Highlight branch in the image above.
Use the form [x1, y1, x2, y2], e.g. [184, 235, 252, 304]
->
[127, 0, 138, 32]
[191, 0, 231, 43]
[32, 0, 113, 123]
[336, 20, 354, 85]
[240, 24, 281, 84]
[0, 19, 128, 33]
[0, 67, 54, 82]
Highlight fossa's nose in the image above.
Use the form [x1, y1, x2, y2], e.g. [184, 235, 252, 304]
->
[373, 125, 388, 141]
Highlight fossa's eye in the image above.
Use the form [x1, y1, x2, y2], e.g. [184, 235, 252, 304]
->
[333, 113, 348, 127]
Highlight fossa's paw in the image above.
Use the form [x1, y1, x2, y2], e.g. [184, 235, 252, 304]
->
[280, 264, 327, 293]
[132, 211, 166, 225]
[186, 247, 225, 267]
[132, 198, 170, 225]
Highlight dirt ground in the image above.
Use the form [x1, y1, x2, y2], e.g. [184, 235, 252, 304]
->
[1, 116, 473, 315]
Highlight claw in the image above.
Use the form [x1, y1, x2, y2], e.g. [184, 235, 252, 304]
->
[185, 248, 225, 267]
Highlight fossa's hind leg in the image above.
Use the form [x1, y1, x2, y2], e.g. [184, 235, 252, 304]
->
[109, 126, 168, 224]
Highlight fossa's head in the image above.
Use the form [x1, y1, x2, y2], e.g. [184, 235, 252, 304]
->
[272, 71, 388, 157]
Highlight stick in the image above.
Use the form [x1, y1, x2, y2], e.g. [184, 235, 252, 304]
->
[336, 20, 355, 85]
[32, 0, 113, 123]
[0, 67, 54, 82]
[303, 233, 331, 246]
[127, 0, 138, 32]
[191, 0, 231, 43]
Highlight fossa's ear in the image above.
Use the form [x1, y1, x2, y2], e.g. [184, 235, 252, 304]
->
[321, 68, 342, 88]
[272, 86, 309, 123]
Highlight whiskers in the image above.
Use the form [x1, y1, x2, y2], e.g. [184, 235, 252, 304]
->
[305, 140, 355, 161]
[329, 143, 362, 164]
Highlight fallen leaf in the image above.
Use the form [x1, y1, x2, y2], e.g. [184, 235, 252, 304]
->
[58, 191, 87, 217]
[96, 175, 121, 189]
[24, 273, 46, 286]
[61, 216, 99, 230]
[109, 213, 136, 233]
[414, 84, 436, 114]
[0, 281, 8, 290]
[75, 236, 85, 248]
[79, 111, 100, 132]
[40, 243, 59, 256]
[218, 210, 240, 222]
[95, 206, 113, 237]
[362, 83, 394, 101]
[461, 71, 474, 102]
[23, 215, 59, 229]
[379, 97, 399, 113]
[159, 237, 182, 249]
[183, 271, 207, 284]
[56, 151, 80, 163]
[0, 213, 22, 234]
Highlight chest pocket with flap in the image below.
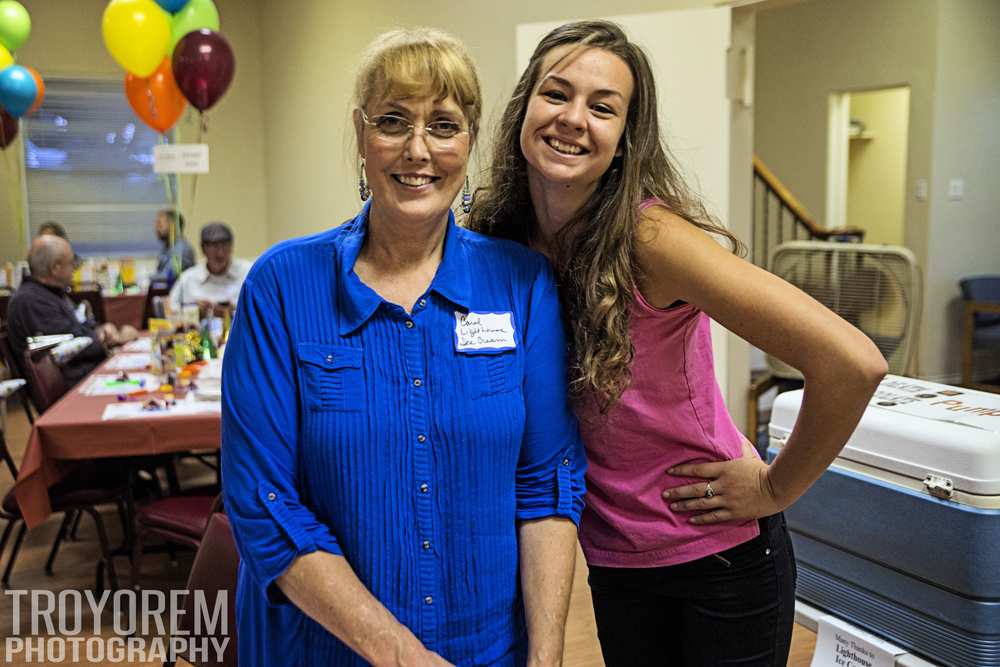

**Exercise goal**
Search the records for the string "fossa" and return every line in which it occurs.

**Written solution**
Highlight fossa's nose in the image above.
Highlight fossa's eye in the image above.
Highlight fossa's paw in the image above.
Highlight fossa's hind leg in the image above.
Highlight fossa's head in the image above.
Highlight fossa's ear in the image above.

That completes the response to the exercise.